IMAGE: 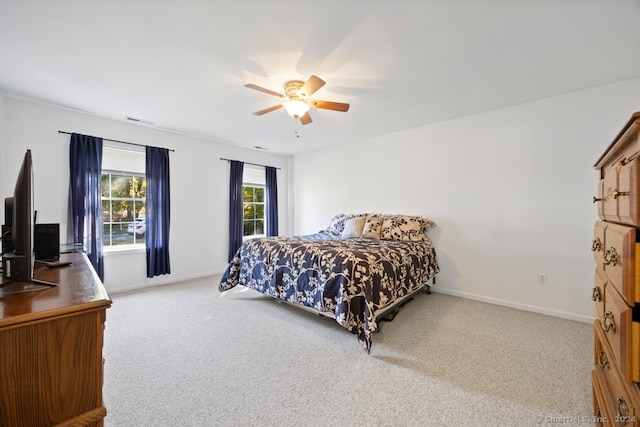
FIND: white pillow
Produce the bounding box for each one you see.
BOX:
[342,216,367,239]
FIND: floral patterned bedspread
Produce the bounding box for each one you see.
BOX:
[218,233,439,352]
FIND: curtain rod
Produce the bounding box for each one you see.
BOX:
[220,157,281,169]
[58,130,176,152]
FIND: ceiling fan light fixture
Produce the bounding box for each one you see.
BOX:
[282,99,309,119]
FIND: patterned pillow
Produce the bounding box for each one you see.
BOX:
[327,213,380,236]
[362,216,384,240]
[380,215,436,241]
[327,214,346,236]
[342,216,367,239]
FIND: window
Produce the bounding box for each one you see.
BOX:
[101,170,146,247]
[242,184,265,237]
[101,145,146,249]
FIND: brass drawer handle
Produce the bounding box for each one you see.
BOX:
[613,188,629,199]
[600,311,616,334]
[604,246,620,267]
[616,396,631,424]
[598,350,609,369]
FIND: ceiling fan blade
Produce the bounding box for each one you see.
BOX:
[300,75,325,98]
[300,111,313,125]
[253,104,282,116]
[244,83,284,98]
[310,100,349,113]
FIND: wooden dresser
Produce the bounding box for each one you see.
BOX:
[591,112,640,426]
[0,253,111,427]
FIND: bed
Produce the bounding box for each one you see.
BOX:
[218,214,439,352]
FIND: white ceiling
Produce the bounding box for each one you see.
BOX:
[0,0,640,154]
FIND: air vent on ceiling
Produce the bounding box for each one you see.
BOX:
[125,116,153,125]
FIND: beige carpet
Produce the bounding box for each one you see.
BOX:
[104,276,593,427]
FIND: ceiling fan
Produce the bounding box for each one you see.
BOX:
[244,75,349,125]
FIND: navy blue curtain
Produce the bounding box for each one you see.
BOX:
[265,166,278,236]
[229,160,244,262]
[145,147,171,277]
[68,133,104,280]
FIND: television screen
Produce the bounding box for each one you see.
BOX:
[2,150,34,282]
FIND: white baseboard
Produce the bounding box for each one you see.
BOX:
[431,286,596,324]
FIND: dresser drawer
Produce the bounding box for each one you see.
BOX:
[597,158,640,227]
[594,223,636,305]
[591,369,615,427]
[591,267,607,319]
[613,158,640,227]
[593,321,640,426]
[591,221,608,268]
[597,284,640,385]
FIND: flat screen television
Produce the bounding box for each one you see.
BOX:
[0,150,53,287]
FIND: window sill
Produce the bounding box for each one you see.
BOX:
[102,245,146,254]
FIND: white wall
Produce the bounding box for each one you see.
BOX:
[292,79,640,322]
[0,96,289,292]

## Compito assegnato
Riscrivi il materiale dall'inizio fino alla riga con "[0,150,53,287]", inclusa, richieste comprese, e ridimensiona le coordinate dei riquadri nelle risposte moltiplicandole per 1,15 e arrotondandole all'intero, con le metà per eccesso. Lascia fuori le immagini.

## Risultato
IMAGE: 
FIND: white pillow
Produce the bounding box for each one you see.
BOX:
[393,248,422,275]
FIND: floral patterned bedspread
Produce the bounding box for each one you see.
BOX:
[251,268,505,405]
FIND: curtain rod
Produce the bounding box for each one you see.
BOX:
[253,181,323,194]
[67,150,202,175]
FIND: ceiling fan light fixture
Produce the bounding box for each one you see.
BOX:
[324,114,355,137]
FIND: patterned pillow
Produce the bounding box for each one you see.
BOX:
[376,245,437,271]
[416,248,442,276]
[437,247,501,277]
[376,246,398,271]
[393,248,422,275]
FIND: window
Produce the bounding box for each one you see.
BOX:
[116,196,168,284]
[278,212,305,273]
[116,167,168,286]
FIND: brass drawer handle
Produce the bounding box for each one you see.
BOX:
[705,216,723,229]
[690,358,708,384]
[695,283,713,307]
[708,455,726,488]
[688,403,700,424]
FIND: ceiling fan blade
Produce the bounding box for each one you see.
BOX:
[345,86,374,113]
[345,128,360,144]
[291,120,324,133]
[281,95,327,113]
[357,115,401,130]
FIND: wooden dresser
Produce the bounding box for each one you see.
BOX:
[680,129,736,490]
[0,291,128,491]
FIND: bed
Produce the bounding box for each one you see.
BOX:
[251,246,505,405]
FIND: white ceiling
Produce the bounding box for each one you see.
BOX:
[0,0,736,177]
FIND: air vent on ceiling
Produce the bounding box for each one you see.
BOX:
[144,133,176,144]
FIND: beige carpet
Produce the bounding box for each one you see.
BOX:
[120,317,682,491]
FIND: ceiling fan
Produce the bounding box for each one you see.
BOX:
[281,86,401,144]
FIND: navy blue curtain
Produce the bounding box for each one you see.
BOX:
[305,191,320,271]
[263,184,281,301]
[167,169,197,319]
[78,153,120,322]
FIND: television screen
Produce the bounding box for each one you see.
BOX:
[2,173,39,324]
FIND: white baseboard
Produce the bounding box for each one you see.
BOX:
[496,329,685,373]
FIND: dresser drawer
Produce the bounding box for each one you see.
BOX:
[687,182,736,261]
[683,256,731,351]
[680,424,707,491]
[680,307,698,367]
[705,182,736,261]
[682,369,736,490]
[680,254,699,308]
[687,327,736,443]
FIND: flat screen television
Produce the bounding box for each one you see.
BOX:
[0,173,61,330]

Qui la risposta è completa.